→ Problem details
Decide whether each statement agrees with the travel account below. Answer yes or no, and quote the words that settle it: (a) The writer photographed a leopard on the safari. (b) The drive to the national park took roughly three hours. (c) The clinic the group visited in Kibera is run by Carolina for Kibera.

→ Document passage
Camp finally came to a close and we had the usual tearful good bye’s (I have been accused of being part robot because I’m not the tearful type, it doesn’t mean I don’t find the departure sad). We finished cleaning up the venue and headed back for a much needed sleep-in. I awoke at 5am as usual to the sound of a rooster crowing outside my window (every day….I really wanted to shoot that thing and eat it for dinner). We headed into Kibera for an impromptu street show with the Nairobi team. These are always fun because they just randomly take over a street and start jumping. We visited a clinic run by Carolina for Kibera (they sponsor the jump rope team as well) and took a tour of one of the largest slums in the world. Even after having been through there multiple times, it’s still an eye opening experience.
The final day all the staff was around, we decided to take a one day safari to Amobseli National Park. It was a 3 hour (or so) drive there and we had a great time zipping around looking for animals. I love taking photos and safaris are always a time to go to town with the camera. I got pictures of: zebra, giraffe, hyena, birds (I’m terrible with bird names), elephant, hippo, monkey, baboon, gazelle things, ostrich, water buffalo, and probably other stuff that I can’t remember. I was really wanting a picture of a leopard as that is the only big animal I didn’t get a good picture of last time, but I didn’t see one this time around. Oh well, it was still fun. We spent lunch on the top of a hill watching a herd of elephants cross a road and head into a swamp. Truly an amazing thing to watch as you sit there relaxing.

→ Dataset records
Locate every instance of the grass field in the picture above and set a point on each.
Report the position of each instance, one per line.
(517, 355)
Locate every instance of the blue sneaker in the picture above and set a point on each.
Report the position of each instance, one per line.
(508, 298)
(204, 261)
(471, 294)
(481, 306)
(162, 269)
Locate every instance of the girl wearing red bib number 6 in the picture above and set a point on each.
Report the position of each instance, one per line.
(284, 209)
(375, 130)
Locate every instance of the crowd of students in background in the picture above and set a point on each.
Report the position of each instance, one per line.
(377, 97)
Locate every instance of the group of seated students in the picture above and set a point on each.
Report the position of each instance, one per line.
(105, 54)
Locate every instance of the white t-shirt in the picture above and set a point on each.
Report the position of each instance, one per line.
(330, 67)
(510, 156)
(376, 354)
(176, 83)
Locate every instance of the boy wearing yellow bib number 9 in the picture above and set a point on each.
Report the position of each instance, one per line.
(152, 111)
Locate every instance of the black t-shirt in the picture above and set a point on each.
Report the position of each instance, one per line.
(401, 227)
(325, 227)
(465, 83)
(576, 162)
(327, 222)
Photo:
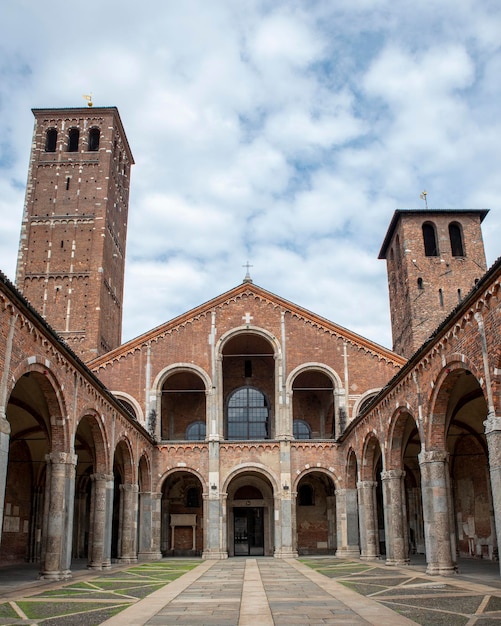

→ Result
(a) No: "I didn’t see one this time around."
(b) Yes: "It was a 3 hour (or so) drive there."
(c) Yes: "We visited a clinic run by Carolina for Kibera."